Directions: In the diskspd overview, condense the paragraph that begins "Threads initialize themselves" while keeping its main facts.

Supplied passage:
#diskspd overview

diskspd.cc

profile.h

Profile checks for specific arguments to determine how to generate Jobs (only args supported)
If the XML/JSON input flags are detected, the relevant parser is used instead of optionparser.h
- See docs - not all options implemented yet
The parser interface produces a list of Jobs, each of which have Targets (files) for I/O
System information (#cpus etc) is gathered at the Profile level
The profile runs each Job in sequence
The results from each Job are gathered and printed to the output (stdout, or a file depending on options)
- See docs - not all options implemented yet

options.h

Option parsing interface provided by Options class. Generates a map of options from the program arguments, and provides basic utilities for validating and converting them into numeric types
There is a (somewhat) generic definition of all the command line options
- In future this could possibly be extended to be used by JSON/XML parsers
Uses argp.h to parse the arguments

job.h

JobOptions represents options common to all Targets and threads
All test results are collated in JobResults
The Job class represents a period of time in which tests are run
- Jobs are separate from the Profile because in future we may want to support multiple Jobs from a single run of diskspd
The main function is run_job(), which:
- Creates and sets up each Target
- Sets up thread control blocks (ThreadParams)
- Initializes the IAsyncIOManager
- Starts threads and affinitizes them if need be
- Blocks on thread initialization, then warmup, and the main duration.
Threads can interrupt the Job at any time to cancel it if there's an error
Shared boolean variables, mutexes, and cvs are used to synchronize between the Job and threads
CPU usage information is also collected in the Job

target.h

Target represents a file to do I/O on. It contains all the options relevant for a specific file.
- When XML/JSON option parsing is supported, we may want to specify per-Target options. Hence, all target-specific options from the program arguments are copied into each target
TargetData is a single thread's view of a Target, containing buffers for reading/writing to that Target, and per-thread TargetResults
TargetBuffer is a wrapper for buffer allocation - it allows automatic alignment of a buffer for use with the O_DIRECT flag, which requires physical block alignment

thread.h

ThreadParams represents the control block for each thread.
Threads initialize themselves and start doing I/O immediately - they block the main thread (the Job) until they have submitted the first batch of I/O requests. (This ensures that I/O happens for the entire warmup duration).
Threads use the generic IAsyncIOManager to do I/O - the only work they do is calculating offsets, recording results and error checking
IOPs, latency etc are recorded in the ThreadResults structure if the warmup is over.
Threads exit as soon as the Job sets a shared variable (run_threads) to false. Any I/O that completed after the duration expired is not recorded.

result_formatter.h

Generic interface to a formatter (to support XML/JSON output in future)
Simply iterates through each Job, printing the results using some helper functions

async_io.h

Generic I/O interface for threads to use.
The concept of a group_id is used so the io engine can distinguish between threads; each thread must register a unique group_id (we just just the thread_id)

Dataset excerpts:
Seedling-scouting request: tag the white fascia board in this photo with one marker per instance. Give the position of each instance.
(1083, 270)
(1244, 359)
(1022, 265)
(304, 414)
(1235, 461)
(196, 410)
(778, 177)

Result: Threads initialize themselves and begin I/O immediately, blocking the main thread (the Job) until they have submitted their first batch of I/O requests, so that I/O covers the entire warmup duration.